-- Goal of the exercise --
Please copy the pathfinding write-up below, everything from "You might want" down to "to four edges.", and swap "nodes" for "points" each time it appears.

-- Page excerpt --
* BEGIN *

I like tower defense games and was thinking about trying my hand at making one. But while I was making a mental checklist of things I’d need for it, it occurred to me that I would need to study pathfinding algorithms. I didn’t know the best place to start, so I went with a Google search and found the A* algorithm. Neat algorithm, but I did find plenty of notes saying that it was sort of a descendant of Dijkstra’s algorithm, and I found that was a better starting point.
You might want to know a bit about data structures, nodes, and graphs before going into this, but even if you do not, I’ll do my best to bring in as many visuals as I can and keep each step as clear as possible. I’ll also list all the references I found, and credit them as much as I can, because I am totally going to be stealing their examples.
Set-up
I’ve looked at lot of of graphs today, but I think this is the best and simplest for demonstrating Dijkstra’s algorithm. Just five nodes, or vertices because this is a graph, each with two to four edges.
“Karl, you even labeled the vertices the same as your source! That’s plagiarism!” Nonsense, I labeled them A through E, left to right, top to bottom. And so did they! Great minds think a like!
Right now, I could ask you what the quickest way from A to C would be is, and you might see that the best path is A to B to C. But graphs are commonly abstractions of some relationship, and in the case of pathfinding, the vertices are specific locations and the edges are the distances between them. So what if we represented longer distances between vertices with longer edges, something like this:
As far as graph theory and topology are concerned, this graph is identical to the first one. All the vertices still point to the same vertices as before, but some of the edges are longer and some are shorter. Also, the shortest distance between A and C now passes through D and E.
However, having a graph that is more visually accurate of what it’s representing is not particularly useful in computing anything. Unsurprisingly, the best way to make this graph more algorithmically friendly is to add numbers to it, in the form of weights for the edges.

* END *

-- Material --
* BEGIN *

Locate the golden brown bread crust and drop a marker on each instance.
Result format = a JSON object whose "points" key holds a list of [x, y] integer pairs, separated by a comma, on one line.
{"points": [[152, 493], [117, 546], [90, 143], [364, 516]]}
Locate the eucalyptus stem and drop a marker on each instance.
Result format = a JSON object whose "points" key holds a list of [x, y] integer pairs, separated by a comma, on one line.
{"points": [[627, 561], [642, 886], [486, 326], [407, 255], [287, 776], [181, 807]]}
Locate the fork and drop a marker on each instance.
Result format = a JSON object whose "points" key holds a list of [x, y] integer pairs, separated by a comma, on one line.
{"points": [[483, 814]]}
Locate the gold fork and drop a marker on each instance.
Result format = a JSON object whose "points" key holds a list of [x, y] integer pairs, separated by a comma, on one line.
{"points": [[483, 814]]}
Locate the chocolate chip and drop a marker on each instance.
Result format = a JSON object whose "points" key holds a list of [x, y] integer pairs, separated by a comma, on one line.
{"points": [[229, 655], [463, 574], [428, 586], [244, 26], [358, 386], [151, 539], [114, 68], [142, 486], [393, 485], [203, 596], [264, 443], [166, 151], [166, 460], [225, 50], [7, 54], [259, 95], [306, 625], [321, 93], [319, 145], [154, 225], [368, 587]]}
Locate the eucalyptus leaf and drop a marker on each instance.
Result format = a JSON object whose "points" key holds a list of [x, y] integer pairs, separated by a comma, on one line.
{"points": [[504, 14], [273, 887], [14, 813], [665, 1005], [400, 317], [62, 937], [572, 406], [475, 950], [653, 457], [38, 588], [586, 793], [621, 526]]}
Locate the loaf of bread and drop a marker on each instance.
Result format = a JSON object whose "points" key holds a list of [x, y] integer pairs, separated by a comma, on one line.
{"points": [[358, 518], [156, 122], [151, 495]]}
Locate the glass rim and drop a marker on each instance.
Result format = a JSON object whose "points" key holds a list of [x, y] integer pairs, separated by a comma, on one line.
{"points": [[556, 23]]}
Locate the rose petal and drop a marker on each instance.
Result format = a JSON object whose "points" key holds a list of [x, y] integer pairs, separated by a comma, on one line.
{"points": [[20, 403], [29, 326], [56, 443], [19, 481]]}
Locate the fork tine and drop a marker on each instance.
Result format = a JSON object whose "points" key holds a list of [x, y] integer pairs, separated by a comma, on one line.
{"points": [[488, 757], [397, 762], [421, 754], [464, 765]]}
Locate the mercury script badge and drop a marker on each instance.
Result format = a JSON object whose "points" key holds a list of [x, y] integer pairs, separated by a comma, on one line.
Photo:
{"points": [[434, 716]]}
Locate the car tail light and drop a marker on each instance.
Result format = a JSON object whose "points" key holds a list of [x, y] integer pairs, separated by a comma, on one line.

* END *

-- Finished task --
You might want to know a bit about data structures, points, and graphs before going into this, but even if you do not, I’ll do my best to bring in as many visuals as I can and keep each step as clear as possible. I’ll also list all the references I found, and credit them as much as I can, because I am totally going to be stealing their examples.
Set-up
I’ve looked at lot of of graphs today, but I think this is the best and simplest for demonstrating Dijkstra’s algorithm. Just five points, or vertices because this is a graph, each with two to four edges.